Problem statement
Render each line of the entries below as a JSON list of strings, one string per line, leaving out blank lines. Keep the pictures out of the list.

Input data

>>>>>

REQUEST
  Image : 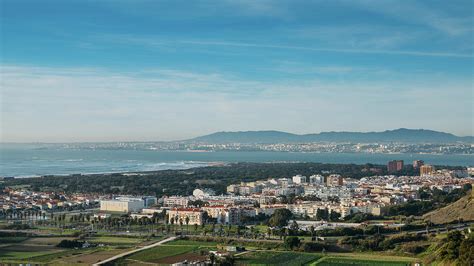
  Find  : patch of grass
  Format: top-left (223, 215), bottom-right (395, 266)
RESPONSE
top-left (0, 236), bottom-right (28, 244)
top-left (169, 239), bottom-right (223, 247)
top-left (87, 236), bottom-right (144, 245)
top-left (128, 245), bottom-right (198, 262)
top-left (311, 257), bottom-right (411, 266)
top-left (237, 251), bottom-right (321, 266)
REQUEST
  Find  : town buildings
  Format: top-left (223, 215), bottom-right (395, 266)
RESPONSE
top-left (387, 160), bottom-right (403, 173)
top-left (420, 164), bottom-right (434, 176)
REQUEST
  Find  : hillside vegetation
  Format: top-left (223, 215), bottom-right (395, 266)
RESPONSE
top-left (423, 190), bottom-right (474, 224)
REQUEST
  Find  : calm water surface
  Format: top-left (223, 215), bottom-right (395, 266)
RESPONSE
top-left (0, 144), bottom-right (474, 176)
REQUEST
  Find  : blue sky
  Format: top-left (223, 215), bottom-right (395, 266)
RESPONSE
top-left (0, 0), bottom-right (474, 142)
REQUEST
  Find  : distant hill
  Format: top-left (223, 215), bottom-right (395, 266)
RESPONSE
top-left (423, 190), bottom-right (474, 224)
top-left (188, 128), bottom-right (474, 143)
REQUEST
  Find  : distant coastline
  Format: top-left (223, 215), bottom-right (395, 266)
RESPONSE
top-left (0, 147), bottom-right (474, 177)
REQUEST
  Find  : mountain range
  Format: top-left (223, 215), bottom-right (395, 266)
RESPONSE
top-left (187, 128), bottom-right (474, 144)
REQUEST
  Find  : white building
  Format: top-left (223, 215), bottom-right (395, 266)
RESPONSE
top-left (100, 197), bottom-right (145, 213)
top-left (292, 175), bottom-right (307, 184)
top-left (193, 188), bottom-right (216, 199)
top-left (309, 175), bottom-right (325, 184)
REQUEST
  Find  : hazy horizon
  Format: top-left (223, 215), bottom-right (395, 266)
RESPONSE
top-left (0, 128), bottom-right (474, 144)
top-left (0, 0), bottom-right (474, 143)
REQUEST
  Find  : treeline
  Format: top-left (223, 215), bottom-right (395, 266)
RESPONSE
top-left (3, 163), bottom-right (385, 196)
top-left (385, 184), bottom-right (472, 216)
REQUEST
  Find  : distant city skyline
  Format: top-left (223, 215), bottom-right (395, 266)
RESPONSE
top-left (0, 0), bottom-right (474, 142)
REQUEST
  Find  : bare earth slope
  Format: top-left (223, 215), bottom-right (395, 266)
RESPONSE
top-left (423, 190), bottom-right (474, 224)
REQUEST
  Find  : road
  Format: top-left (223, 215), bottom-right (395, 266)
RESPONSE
top-left (92, 236), bottom-right (177, 266)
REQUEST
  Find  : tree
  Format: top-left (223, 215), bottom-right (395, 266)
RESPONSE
top-left (329, 211), bottom-right (341, 221)
top-left (268, 209), bottom-right (293, 227)
top-left (316, 208), bottom-right (329, 221)
top-left (184, 216), bottom-right (190, 234)
top-left (285, 236), bottom-right (301, 250)
top-left (290, 221), bottom-right (300, 235)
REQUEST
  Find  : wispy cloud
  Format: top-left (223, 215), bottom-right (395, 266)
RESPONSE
top-left (0, 65), bottom-right (472, 141)
top-left (345, 0), bottom-right (474, 36)
top-left (99, 35), bottom-right (474, 58)
top-left (180, 41), bottom-right (474, 58)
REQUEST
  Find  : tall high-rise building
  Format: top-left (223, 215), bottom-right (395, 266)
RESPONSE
top-left (326, 175), bottom-right (343, 187)
top-left (292, 175), bottom-right (307, 184)
top-left (420, 164), bottom-right (434, 176)
top-left (387, 160), bottom-right (403, 173)
top-left (413, 160), bottom-right (425, 169)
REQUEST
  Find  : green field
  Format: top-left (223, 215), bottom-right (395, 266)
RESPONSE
top-left (87, 236), bottom-right (144, 245)
top-left (128, 245), bottom-right (199, 262)
top-left (236, 251), bottom-right (321, 266)
top-left (167, 239), bottom-right (222, 247)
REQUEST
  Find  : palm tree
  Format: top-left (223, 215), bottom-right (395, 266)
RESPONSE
top-left (184, 216), bottom-right (190, 234)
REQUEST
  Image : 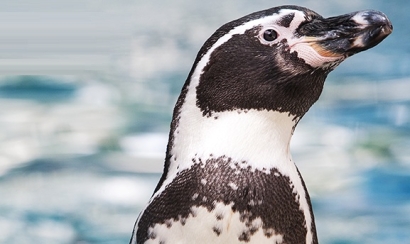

<<<<<

Exercise answer
[
  "REQUEST",
  "  Image : ",
  "  Find  : patch of grass",
  "  Format: top-left (223, 215), bottom-right (395, 266)",
  "RESPONSE",
  "top-left (0, 236), bottom-right (28, 244)",
  "top-left (169, 239), bottom-right (223, 247)",
  "top-left (87, 236), bottom-right (144, 245)",
  "top-left (128, 245), bottom-right (198, 262)",
  "top-left (311, 257), bottom-right (411, 266)",
  "top-left (237, 251), bottom-right (321, 266)",
  "REQUEST",
  "  Find  : town buildings",
  "  Format: top-left (223, 215), bottom-right (395, 266)",
  "RESPONSE",
  "top-left (387, 160), bottom-right (403, 173)",
  "top-left (420, 164), bottom-right (434, 176)",
  "REQUEST",
  "  Find  : hillside vegetation",
  "  Format: top-left (223, 215), bottom-right (395, 266)",
  "RESPONSE",
  "top-left (423, 190), bottom-right (474, 224)",
  "REQUEST",
  "  Find  : calm water surface",
  "  Format: top-left (223, 215), bottom-right (395, 266)",
  "RESPONSE",
  "top-left (0, 144), bottom-right (474, 176)",
  "REQUEST",
  "  Find  : blue sky",
  "  Format: top-left (223, 215), bottom-right (395, 266)",
  "RESPONSE",
  "top-left (0, 0), bottom-right (474, 142)",
  "REQUEST",
  "  Find  : distant hill",
  "  Format: top-left (223, 215), bottom-right (395, 266)",
  "RESPONSE",
  "top-left (423, 190), bottom-right (474, 224)",
  "top-left (188, 128), bottom-right (474, 143)",
  "REQUEST",
  "  Find  : distant coastline",
  "  Format: top-left (223, 215), bottom-right (395, 266)",
  "RESPONSE",
  "top-left (0, 147), bottom-right (474, 177)",
  "REQUEST",
  "  Find  : mountain range",
  "  Format: top-left (223, 215), bottom-right (395, 266)",
  "RESPONSE",
  "top-left (187, 128), bottom-right (474, 144)",
  "REQUEST",
  "  Find  : white building",
  "  Format: top-left (223, 215), bottom-right (395, 266)",
  "RESPONSE",
  "top-left (100, 197), bottom-right (145, 213)",
  "top-left (292, 175), bottom-right (307, 184)",
  "top-left (193, 188), bottom-right (216, 199)",
  "top-left (309, 175), bottom-right (325, 184)",
  "REQUEST",
  "  Find  : hazy horizon",
  "  Format: top-left (223, 215), bottom-right (395, 266)",
  "RESPONSE",
  "top-left (0, 128), bottom-right (474, 144)",
  "top-left (0, 0), bottom-right (474, 143)",
  "REQUEST",
  "  Find  : treeline",
  "  Format: top-left (223, 215), bottom-right (395, 266)",
  "RESPONSE",
  "top-left (3, 163), bottom-right (385, 196)",
  "top-left (385, 184), bottom-right (472, 216)",
  "REQUEST",
  "  Find  : distant city skyline",
  "  Format: top-left (223, 215), bottom-right (395, 266)",
  "RESPONSE",
  "top-left (0, 0), bottom-right (474, 142)",
  "REQUEST",
  "  Find  : bare earth slope",
  "  Format: top-left (223, 215), bottom-right (395, 266)",
  "RESPONSE",
  "top-left (423, 190), bottom-right (474, 224)",
  "REQUEST",
  "  Find  : road",
  "  Format: top-left (223, 215), bottom-right (395, 266)",
  "RESPONSE",
  "top-left (92, 236), bottom-right (177, 266)",
  "REQUEST",
  "  Find  : tree",
  "  Format: top-left (223, 215), bottom-right (395, 266)",
  "RESPONSE",
  "top-left (329, 211), bottom-right (341, 221)",
  "top-left (268, 209), bottom-right (293, 227)",
  "top-left (316, 208), bottom-right (329, 221)",
  "top-left (184, 216), bottom-right (190, 234)",
  "top-left (285, 236), bottom-right (301, 250)",
  "top-left (290, 221), bottom-right (300, 235)",
  "REQUEST",
  "  Find  : wispy cloud",
  "  Format: top-left (223, 215), bottom-right (395, 266)",
  "RESPONSE",
  "top-left (0, 65), bottom-right (472, 141)",
  "top-left (345, 0), bottom-right (474, 36)",
  "top-left (99, 35), bottom-right (474, 58)",
  "top-left (180, 41), bottom-right (474, 58)",
  "REQUEST",
  "  Find  : tall high-rise building",
  "  Format: top-left (223, 215), bottom-right (395, 266)",
  "RESPONSE",
  "top-left (326, 175), bottom-right (343, 187)",
  "top-left (292, 175), bottom-right (307, 184)",
  "top-left (420, 164), bottom-right (434, 176)",
  "top-left (387, 160), bottom-right (403, 173)",
  "top-left (413, 160), bottom-right (425, 169)",
  "REQUEST",
  "  Find  : green field",
  "  Format: top-left (223, 215), bottom-right (395, 266)",
  "RESPONSE",
  "top-left (87, 236), bottom-right (144, 245)",
  "top-left (128, 245), bottom-right (199, 262)",
  "top-left (236, 251), bottom-right (321, 266)",
  "top-left (167, 239), bottom-right (222, 247)",
  "REQUEST",
  "  Find  : palm tree",
  "  Format: top-left (223, 215), bottom-right (395, 266)",
  "RESPONSE",
  "top-left (184, 216), bottom-right (190, 234)",
  "REQUEST",
  "  Image : "
]